Records to use –
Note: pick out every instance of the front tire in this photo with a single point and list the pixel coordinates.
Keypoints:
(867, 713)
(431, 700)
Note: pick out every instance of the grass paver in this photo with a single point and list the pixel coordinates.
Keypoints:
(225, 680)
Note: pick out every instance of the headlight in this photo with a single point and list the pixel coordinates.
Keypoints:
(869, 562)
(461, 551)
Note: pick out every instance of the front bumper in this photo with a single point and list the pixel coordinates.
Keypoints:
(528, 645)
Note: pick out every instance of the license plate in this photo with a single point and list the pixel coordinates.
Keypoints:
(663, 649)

Exercise goal –
Each record is to be reproduced exactly as it appears.

Answer section –
Note: pick out every instance of the front tire in this photo with a single point and list the pixel coordinates.
Keypoints:
(867, 713)
(431, 700)
Note: pick out every instance of the grass paver in this photo with a single point and list the pixel coordinates.
Keypoints:
(225, 680)
Note: pick out every instance of the headlight in this photo with a single point and list the pixel coordinates.
Keypoints:
(869, 562)
(461, 551)
Note: pick out every instance of the front bumper in this photo with a single point and list the pixel coordinates.
Keypoints:
(528, 645)
Note: pick out every instance of the license plate in this photo with a single point and list the pixel coordinates.
Keypoints:
(663, 649)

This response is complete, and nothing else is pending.